* [Texto proporcionado]
Desde pequeña quiso ser cantante. Su padre, fiel a la época, afirmaba que «mujer que se dedicaba al canto, iba camino a la prostitución», frustrando su sueño. Estudió enfermería por dos hermanas que adoptaron este oficio. «Seguramente lo hicimos porque mi madre laboraba en la lavandería de un hospital», recuerda.
Se casó a edad temprana. «Con un hombre muy celoso y machista que trabajaba para la petrolera Shell. Vivíamos en Ciudad Ojeda», revela. El marido le prohibió que cantara. Tuvo cuatro hijos. A los 37 años, el esposo se fue con otra mujer. Sola tuvo que echar pa’lante.
Vendió desde gallinas, verduras que sembraba, hasta ropa. Luego de dos años el marido regresó y lo aceptó. En un arranque de celos le dañó la ropa del negocio. Cada noche Mercedes calculaba donde le clavaría un puñal. Su madre le aconsejó huir y trabajar en Caracas, que ella le cuidaba los niños.

* [Enunciado del problema] Reproduce sin cambios, del texto sobre Mercedes, el fragmento que va desde "Vendió desde gallinas, verduras" hasta "cuidaba los niños.". Las líneas de abajo no tienen ningún papel en este ejercicio.

* [Datos proporcionados]
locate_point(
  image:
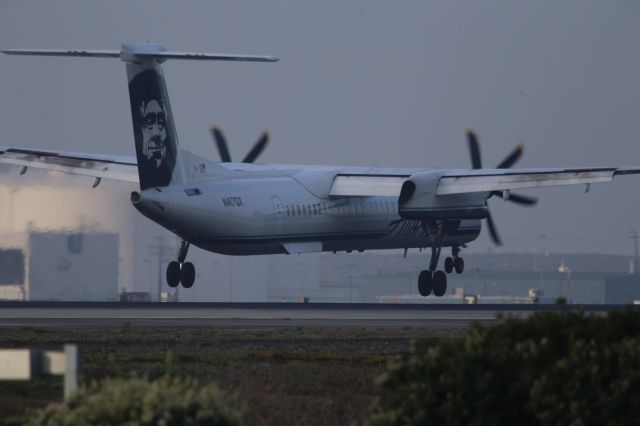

* [Solución escrita]
Vendió desde gallinas, verduras que sembraba, hasta ropa. Luego de dos años el marido regresó y lo aceptó. En un arranque de celos le dañó la ropa del negocio. Cada noche Mercedes calculaba donde le clavaría un puñal. Su madre le aconsejó huir y trabajar en Caracas, que ella le cuidaba los niños.